(What is needed): Copy out the full listing exactly, omitting any picture it contains.

[Extracted material]

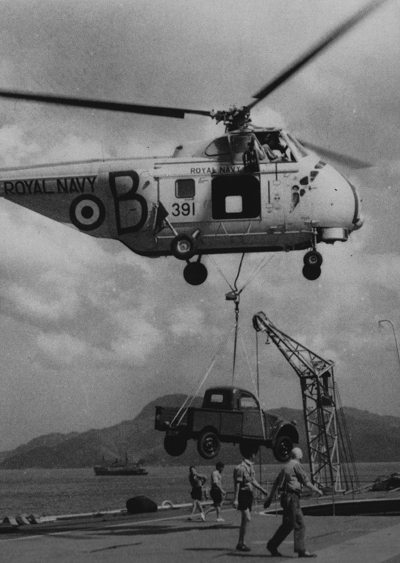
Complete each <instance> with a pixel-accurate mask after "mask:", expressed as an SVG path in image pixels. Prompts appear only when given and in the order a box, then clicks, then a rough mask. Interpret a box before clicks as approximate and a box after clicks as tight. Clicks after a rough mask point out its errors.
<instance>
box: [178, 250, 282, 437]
mask: <svg viewBox="0 0 400 563" xmlns="http://www.w3.org/2000/svg"><path fill="white" fill-rule="evenodd" d="M274 256H275V254H272V255H267V256H265V257H264V258H263V259H262V260H261V261H260V263H259V264H258V265H257V266H256V268H255V269H254V270H253V272H252V274H251V275H250V277H249V279H248V280H247V282H245V283H244V284H243V286H242V288H241V289H238V287H237V282H238V279H239V276H240V273H241V270H242V265H243V261H244V257H245V253H243V254H242V257H241V259H240V263H239V266H238V271H237V274H236V277H235V281H234V283H233V286H232V285H231V283H230V282H229V281H228V279H227V278H226V276H225V275H224V273H223V272H222V270H221V268H220V267H219V266H218V264H217V263H216V261H215V260H214V259H213V257H212V256H210V258H211V259H212V261H213V263H214V265H215V267H216V269H217V270H218V272H219V273H220V275H221V276H222V277H223V279H224V280H225V281H226V283H227V284H228V285H229V287H230V289H231V291H230V292H229V293H227V294H226V296H225V297H226V299H227V300H228V301H234V303H235V324H234V327H233V328H232V329H231V330H230V332H229V334H228V335H227V338H226V339H225V340H224V341H223V342H222V343H221V346H220V347H219V349H218V351H217V352H216V353H215V355H214V357H213V358H212V360H211V362H210V364H209V366H208V368H207V370H206V372H205V375H204V377H203V378H202V380H201V381H200V383H199V385H198V387H197V389H196V391H195V392H194V393H193V394H192V395H188V396H187V397H186V399H185V400H184V402H183V403H182V405H181V407H180V408H179V410H178V412H177V413H176V415H175V416H174V418H173V420H172V421H171V428H172V427H175V428H176V427H178V426H179V425H180V424H181V422H182V420H183V419H184V417H185V415H186V413H187V410H188V408H189V407H190V406H191V405H192V404H193V401H194V399H195V397H196V396H197V394H198V393H199V391H200V389H201V388H202V387H203V385H204V384H205V382H206V380H207V378H208V376H209V375H210V373H211V371H212V369H213V367H214V364H215V362H216V360H217V358H218V357H219V355H220V354H221V352H222V349H223V348H224V346H225V345H226V342H227V341H228V340H229V338H230V336H231V333H232V332H233V330H234V331H235V335H234V351H233V366H232V385H233V383H234V379H235V371H236V358H237V340H238V333H239V304H240V294H241V293H242V292H243V290H244V289H245V288H246V287H247V286H248V285H249V284H250V283H251V282H252V281H253V280H254V279H255V277H256V276H257V275H258V274H259V273H260V272H261V271H262V270H263V269H264V268H265V266H266V265H267V263H268V262H269V261H270V260H272V258H273V257H274ZM241 341H242V345H243V349H244V352H245V356H246V358H247V362H248V365H249V372H250V375H251V378H252V381H253V385H255V382H254V377H253V374H252V371H251V367H250V362H249V359H248V356H247V352H246V348H245V345H244V341H243V338H242V340H241ZM257 398H258V399H259V389H257ZM261 417H262V414H261ZM263 434H264V437H265V428H264V424H263Z"/></svg>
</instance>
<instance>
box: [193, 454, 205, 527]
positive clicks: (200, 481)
mask: <svg viewBox="0 0 400 563" xmlns="http://www.w3.org/2000/svg"><path fill="white" fill-rule="evenodd" d="M206 481H207V477H206V476H205V475H201V474H200V473H197V471H196V468H195V467H194V465H191V466H190V467H189V483H190V485H191V487H192V490H191V491H190V496H191V497H192V500H193V508H192V513H191V515H190V516H189V520H191V519H192V517H193V515H194V513H195V512H196V508H198V509H199V511H200V518H201V519H202V520H203V521H204V520H205V519H206V517H205V515H204V510H203V505H202V504H201V501H202V500H203V485H204V483H205V482H206Z"/></svg>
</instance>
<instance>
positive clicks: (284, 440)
mask: <svg viewBox="0 0 400 563" xmlns="http://www.w3.org/2000/svg"><path fill="white" fill-rule="evenodd" d="M292 449H293V442H292V440H291V439H290V438H289V436H285V435H282V436H278V438H277V439H276V442H275V445H274V448H273V452H274V456H275V459H276V460H277V461H280V462H285V461H287V460H288V459H289V458H290V453H291V451H292Z"/></svg>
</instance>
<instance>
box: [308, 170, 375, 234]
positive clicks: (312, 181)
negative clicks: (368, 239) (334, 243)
mask: <svg viewBox="0 0 400 563" xmlns="http://www.w3.org/2000/svg"><path fill="white" fill-rule="evenodd" d="M311 186H312V187H313V188H315V192H314V193H315V196H316V203H317V202H318V205H317V207H314V210H315V211H316V210H317V209H318V210H319V213H318V214H315V217H314V218H315V219H316V220H317V221H318V224H319V226H320V227H321V228H322V236H323V240H324V241H325V242H331V241H332V242H333V241H334V240H347V238H348V235H349V233H351V232H352V231H354V230H358V229H360V228H361V227H362V225H363V223H364V220H363V218H362V216H361V201H360V197H359V195H358V193H357V190H356V188H355V186H354V185H353V184H352V183H351V182H349V180H347V178H345V177H344V176H343V175H342V174H341V173H340V172H338V171H337V170H335V169H334V168H333V167H332V166H330V165H328V164H326V165H325V166H323V167H322V168H321V169H320V170H319V171H318V174H317V175H314V178H313V180H312V182H311ZM317 215H318V217H317Z"/></svg>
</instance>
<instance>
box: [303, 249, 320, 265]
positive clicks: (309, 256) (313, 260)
mask: <svg viewBox="0 0 400 563" xmlns="http://www.w3.org/2000/svg"><path fill="white" fill-rule="evenodd" d="M303 262H304V266H305V267H306V268H321V265H322V254H320V253H319V252H317V251H316V250H310V251H309V252H307V254H305V255H304V258H303Z"/></svg>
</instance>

[/Extracted material]

(Solution for this exercise):
Complete each <instance> with a pixel-accurate mask after "mask:", expressed as an SVG path in image pixels. Prompts appear only when given and in the order a box, then clicks, then a rough mask. Interpret a box before clicks as approximate and a box after clicks as tight. Clicks after a rough mask point out its errors.
<instance>
box: [178, 250, 282, 437]
mask: <svg viewBox="0 0 400 563" xmlns="http://www.w3.org/2000/svg"><path fill="white" fill-rule="evenodd" d="M274 256H275V254H272V255H267V256H265V257H264V258H263V259H262V260H261V261H260V263H259V264H258V265H257V266H256V268H255V269H254V270H253V272H252V274H251V275H250V277H249V279H248V280H247V282H245V283H244V284H243V286H242V288H241V289H238V287H237V282H238V279H239V276H240V273H241V270H242V265H243V261H244V257H245V253H243V254H242V257H241V259H240V263H239V266H238V271H237V274H236V277H235V281H234V283H233V286H232V285H231V283H230V282H229V281H228V279H227V278H226V276H225V275H224V273H223V272H222V270H221V268H220V267H219V266H218V264H217V263H216V261H215V260H214V259H213V257H212V256H210V258H211V259H212V261H213V263H214V265H215V267H216V269H217V270H218V272H219V273H220V275H221V276H222V277H223V279H224V280H225V281H226V283H227V284H228V285H229V287H230V289H231V291H230V292H229V293H227V294H226V296H225V297H226V299H227V300H228V301H234V303H235V324H234V327H233V328H232V329H231V330H230V332H229V334H228V335H227V338H226V339H225V340H224V341H223V342H222V343H221V346H220V347H219V349H218V351H217V352H216V353H215V355H214V357H213V358H212V360H211V362H210V364H209V366H208V368H207V370H206V372H205V375H204V377H203V378H202V380H201V381H200V383H199V385H198V387H197V389H196V391H195V392H194V393H193V394H192V395H188V396H187V397H186V399H185V400H184V402H183V403H182V405H181V407H180V408H179V410H178V412H177V413H176V415H175V416H174V418H173V420H172V421H171V428H172V427H175V428H176V427H178V426H179V425H180V424H181V422H182V420H183V419H184V417H185V415H186V413H187V410H188V408H189V407H190V406H191V405H192V404H193V401H194V399H195V397H196V396H197V394H198V393H199V391H200V389H201V388H202V387H203V385H204V384H205V382H206V380H207V378H208V376H209V375H210V373H211V371H212V369H213V367H214V364H215V362H216V360H217V358H218V357H219V355H220V354H221V352H222V349H223V348H224V346H225V345H226V342H227V341H228V340H229V338H230V336H231V333H232V332H233V330H234V331H235V335H234V351H233V366H232V385H233V383H234V379H235V371H236V358H237V340H238V333H239V304H240V294H241V293H242V292H243V290H244V289H245V288H246V287H247V286H248V285H249V284H250V283H251V282H252V281H253V280H254V279H255V277H256V276H257V275H258V274H259V273H260V272H261V271H262V270H263V269H264V268H265V266H266V265H267V263H268V262H269V261H270V260H272V258H273V257H274ZM241 341H242V345H243V349H244V352H245V356H246V358H247V362H248V365H249V372H250V375H251V378H252V381H253V385H255V382H254V377H253V374H252V371H251V367H250V362H249V359H248V356H247V352H246V348H245V345H244V341H243V338H242V340H241ZM257 398H258V399H259V389H257ZM261 417H262V414H261ZM263 434H264V437H265V428H264V424H263Z"/></svg>
</instance>
<instance>
box: [193, 454, 205, 527]
positive clicks: (200, 481)
mask: <svg viewBox="0 0 400 563" xmlns="http://www.w3.org/2000/svg"><path fill="white" fill-rule="evenodd" d="M206 481H207V477H206V476H205V475H201V474H200V473H197V471H196V468H195V467H194V465H191V466H190V467H189V483H190V485H191V487H192V490H191V491H190V496H191V497H192V500H193V508H192V513H191V515H190V516H189V520H191V519H192V517H193V515H194V513H195V512H196V508H198V509H199V511H200V518H201V519H202V520H203V521H204V520H205V519H206V517H205V515H204V510H203V505H202V504H201V501H202V500H203V485H204V483H205V482H206Z"/></svg>
</instance>
<instance>
positive clicks: (284, 440)
mask: <svg viewBox="0 0 400 563" xmlns="http://www.w3.org/2000/svg"><path fill="white" fill-rule="evenodd" d="M292 449H293V442H292V440H291V439H290V438H289V436H285V435H282V436H278V438H277V439H276V442H275V445H274V448H273V452H274V456H275V459H276V460H277V461H280V462H285V461H287V460H288V459H289V458H290V453H291V451H292Z"/></svg>
</instance>
<instance>
box: [308, 170, 375, 234]
positive clicks: (312, 181)
negative clicks: (368, 239) (334, 243)
mask: <svg viewBox="0 0 400 563" xmlns="http://www.w3.org/2000/svg"><path fill="white" fill-rule="evenodd" d="M311 186H312V187H313V188H315V192H314V193H315V196H316V203H317V202H318V205H317V207H314V210H315V211H316V210H317V209H318V210H319V213H318V214H315V217H314V218H315V219H316V220H317V221H318V224H319V226H320V227H321V228H322V236H323V240H324V241H325V242H331V241H332V242H333V241H334V240H347V238H348V235H349V233H351V232H352V231H354V230H358V229H360V228H361V227H362V225H363V223H364V220H363V218H362V216H361V201H360V197H359V195H358V193H357V190H356V188H355V186H354V185H353V184H352V183H351V182H349V180H347V178H345V177H344V176H343V175H342V174H341V173H340V172H338V171H337V170H335V169H334V168H333V167H332V166H330V165H328V164H326V165H325V166H323V167H322V168H321V169H320V170H319V171H318V174H317V175H314V178H313V180H312V182H311ZM317 215H318V217H317Z"/></svg>
</instance>
<instance>
box: [303, 249, 320, 265]
positive clicks: (309, 256) (313, 260)
mask: <svg viewBox="0 0 400 563" xmlns="http://www.w3.org/2000/svg"><path fill="white" fill-rule="evenodd" d="M303 262H304V266H305V267H306V268H321V265H322V254H320V253H319V252H317V251H316V250H310V251H309V252H307V254H305V255H304V258H303Z"/></svg>
</instance>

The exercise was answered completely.